## Stated task
Everything from the line with "Task: Where can the tall" to the end of the data should be restated word for word, and nothing before it.

────────

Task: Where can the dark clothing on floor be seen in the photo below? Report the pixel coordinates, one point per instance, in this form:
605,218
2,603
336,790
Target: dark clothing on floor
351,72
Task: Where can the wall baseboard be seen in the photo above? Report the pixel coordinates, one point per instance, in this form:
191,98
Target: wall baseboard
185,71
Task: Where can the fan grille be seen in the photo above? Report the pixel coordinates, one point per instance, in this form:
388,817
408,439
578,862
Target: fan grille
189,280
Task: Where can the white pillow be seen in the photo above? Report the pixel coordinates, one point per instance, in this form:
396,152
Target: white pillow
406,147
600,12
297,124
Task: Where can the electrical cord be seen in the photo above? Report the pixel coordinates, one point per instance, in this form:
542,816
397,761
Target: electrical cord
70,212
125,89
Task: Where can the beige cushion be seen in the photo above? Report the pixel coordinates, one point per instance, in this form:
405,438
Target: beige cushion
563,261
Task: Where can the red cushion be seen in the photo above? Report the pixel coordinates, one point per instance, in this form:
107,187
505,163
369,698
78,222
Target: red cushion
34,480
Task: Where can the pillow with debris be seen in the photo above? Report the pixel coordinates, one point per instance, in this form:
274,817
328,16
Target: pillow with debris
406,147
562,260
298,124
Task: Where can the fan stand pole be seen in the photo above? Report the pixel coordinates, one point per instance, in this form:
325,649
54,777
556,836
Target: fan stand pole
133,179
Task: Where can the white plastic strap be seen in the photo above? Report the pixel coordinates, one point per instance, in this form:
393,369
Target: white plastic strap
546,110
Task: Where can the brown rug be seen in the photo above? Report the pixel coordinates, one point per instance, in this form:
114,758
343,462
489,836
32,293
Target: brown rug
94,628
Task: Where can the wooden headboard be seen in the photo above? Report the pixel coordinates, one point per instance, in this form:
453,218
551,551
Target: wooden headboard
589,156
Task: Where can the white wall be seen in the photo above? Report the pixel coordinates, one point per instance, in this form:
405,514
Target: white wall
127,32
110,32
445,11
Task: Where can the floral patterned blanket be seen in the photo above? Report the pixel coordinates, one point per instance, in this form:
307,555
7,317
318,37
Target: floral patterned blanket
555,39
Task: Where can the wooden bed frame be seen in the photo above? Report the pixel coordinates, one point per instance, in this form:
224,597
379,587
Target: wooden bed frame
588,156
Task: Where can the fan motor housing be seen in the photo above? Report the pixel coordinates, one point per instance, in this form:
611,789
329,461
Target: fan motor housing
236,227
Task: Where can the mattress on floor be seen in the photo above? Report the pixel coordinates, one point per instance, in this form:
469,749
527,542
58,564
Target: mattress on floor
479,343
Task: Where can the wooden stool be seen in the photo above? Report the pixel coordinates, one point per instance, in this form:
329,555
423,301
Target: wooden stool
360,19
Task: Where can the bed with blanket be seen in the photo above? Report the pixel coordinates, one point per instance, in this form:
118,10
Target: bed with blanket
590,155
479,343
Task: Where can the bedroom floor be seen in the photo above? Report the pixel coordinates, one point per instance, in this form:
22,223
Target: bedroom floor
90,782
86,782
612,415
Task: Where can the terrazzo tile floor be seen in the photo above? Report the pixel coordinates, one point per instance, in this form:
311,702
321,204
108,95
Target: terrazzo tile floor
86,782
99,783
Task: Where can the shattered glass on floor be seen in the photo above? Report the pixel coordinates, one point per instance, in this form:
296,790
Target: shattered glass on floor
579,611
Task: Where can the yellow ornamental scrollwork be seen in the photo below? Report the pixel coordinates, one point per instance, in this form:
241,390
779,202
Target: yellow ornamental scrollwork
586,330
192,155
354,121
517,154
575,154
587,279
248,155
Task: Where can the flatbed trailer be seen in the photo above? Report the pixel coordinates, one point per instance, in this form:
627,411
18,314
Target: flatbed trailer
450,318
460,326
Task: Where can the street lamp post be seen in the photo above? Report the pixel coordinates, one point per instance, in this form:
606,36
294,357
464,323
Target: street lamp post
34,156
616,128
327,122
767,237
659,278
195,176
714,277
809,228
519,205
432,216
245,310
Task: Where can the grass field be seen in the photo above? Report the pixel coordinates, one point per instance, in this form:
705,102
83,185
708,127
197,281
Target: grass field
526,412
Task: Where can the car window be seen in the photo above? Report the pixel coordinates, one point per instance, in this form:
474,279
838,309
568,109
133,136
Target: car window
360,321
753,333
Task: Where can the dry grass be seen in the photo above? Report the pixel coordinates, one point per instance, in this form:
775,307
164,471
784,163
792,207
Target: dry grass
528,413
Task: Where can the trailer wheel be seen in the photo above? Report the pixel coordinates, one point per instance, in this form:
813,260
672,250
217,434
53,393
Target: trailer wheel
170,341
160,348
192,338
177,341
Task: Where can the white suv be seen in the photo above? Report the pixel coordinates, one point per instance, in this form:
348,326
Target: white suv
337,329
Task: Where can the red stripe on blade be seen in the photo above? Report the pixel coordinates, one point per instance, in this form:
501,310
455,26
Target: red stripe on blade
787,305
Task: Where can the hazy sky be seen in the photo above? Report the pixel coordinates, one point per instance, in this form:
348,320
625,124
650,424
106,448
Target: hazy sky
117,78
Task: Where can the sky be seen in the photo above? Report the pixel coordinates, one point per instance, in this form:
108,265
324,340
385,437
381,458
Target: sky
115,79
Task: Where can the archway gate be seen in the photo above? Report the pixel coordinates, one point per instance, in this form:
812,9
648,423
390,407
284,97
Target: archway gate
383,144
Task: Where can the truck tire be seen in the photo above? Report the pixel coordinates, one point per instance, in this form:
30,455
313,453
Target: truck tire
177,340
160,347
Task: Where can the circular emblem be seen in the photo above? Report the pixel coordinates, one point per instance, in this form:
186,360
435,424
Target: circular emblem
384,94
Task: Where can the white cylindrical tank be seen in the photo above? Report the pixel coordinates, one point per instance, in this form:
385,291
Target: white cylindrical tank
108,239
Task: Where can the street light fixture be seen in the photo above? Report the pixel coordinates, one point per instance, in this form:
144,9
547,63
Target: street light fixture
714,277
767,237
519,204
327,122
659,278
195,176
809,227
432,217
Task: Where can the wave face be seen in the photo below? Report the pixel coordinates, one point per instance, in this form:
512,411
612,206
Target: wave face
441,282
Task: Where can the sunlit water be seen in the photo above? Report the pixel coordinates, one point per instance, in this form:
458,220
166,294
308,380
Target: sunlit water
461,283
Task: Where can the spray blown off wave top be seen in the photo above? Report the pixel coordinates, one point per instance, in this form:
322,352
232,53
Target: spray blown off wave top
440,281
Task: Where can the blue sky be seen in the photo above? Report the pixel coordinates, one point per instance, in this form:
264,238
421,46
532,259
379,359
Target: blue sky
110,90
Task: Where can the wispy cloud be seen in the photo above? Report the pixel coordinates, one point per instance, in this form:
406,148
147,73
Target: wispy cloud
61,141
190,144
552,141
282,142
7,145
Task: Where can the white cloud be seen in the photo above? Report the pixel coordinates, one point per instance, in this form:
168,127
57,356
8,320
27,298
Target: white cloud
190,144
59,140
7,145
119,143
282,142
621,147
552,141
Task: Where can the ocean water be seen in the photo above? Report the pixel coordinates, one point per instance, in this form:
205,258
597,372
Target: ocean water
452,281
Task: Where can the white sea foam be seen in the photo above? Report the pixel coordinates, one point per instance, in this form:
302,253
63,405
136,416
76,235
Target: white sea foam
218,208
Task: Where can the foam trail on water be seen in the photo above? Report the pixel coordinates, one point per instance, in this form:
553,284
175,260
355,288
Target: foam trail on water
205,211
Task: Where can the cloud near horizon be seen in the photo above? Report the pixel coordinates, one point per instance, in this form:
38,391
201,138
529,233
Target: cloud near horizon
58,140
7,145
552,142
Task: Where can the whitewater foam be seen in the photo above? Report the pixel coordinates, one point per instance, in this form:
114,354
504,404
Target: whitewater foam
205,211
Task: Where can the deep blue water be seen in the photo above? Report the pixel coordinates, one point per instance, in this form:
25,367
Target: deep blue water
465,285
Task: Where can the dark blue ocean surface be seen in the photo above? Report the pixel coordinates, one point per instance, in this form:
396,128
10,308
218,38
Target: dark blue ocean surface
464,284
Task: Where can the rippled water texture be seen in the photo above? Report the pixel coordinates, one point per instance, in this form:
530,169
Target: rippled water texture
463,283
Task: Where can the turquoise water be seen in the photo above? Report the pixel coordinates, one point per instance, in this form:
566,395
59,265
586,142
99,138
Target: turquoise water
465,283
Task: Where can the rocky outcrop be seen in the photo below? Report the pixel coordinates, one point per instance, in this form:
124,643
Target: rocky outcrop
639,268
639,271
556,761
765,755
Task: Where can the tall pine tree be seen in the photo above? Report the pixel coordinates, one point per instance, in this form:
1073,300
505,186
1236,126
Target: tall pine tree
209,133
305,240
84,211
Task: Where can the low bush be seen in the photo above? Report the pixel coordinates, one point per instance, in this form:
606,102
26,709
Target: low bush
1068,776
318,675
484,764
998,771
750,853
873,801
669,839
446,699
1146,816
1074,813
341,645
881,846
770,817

────────

## Solved exercise
Task: Where can the tall pine tree be seen in the photo above? Report the pixel coordinates, one point per instance, in this form:
1073,300
505,186
1236,126
Target: tall pine tree
209,133
305,240
84,211
Task: Where can the low bush be seen in the photo above? Report the pixel coordinates, one point per instance, in this form:
606,102
26,709
Target: low bush
1068,776
318,675
484,764
998,771
750,853
873,801
669,839
446,699
1146,816
1074,813
341,645
881,846
770,817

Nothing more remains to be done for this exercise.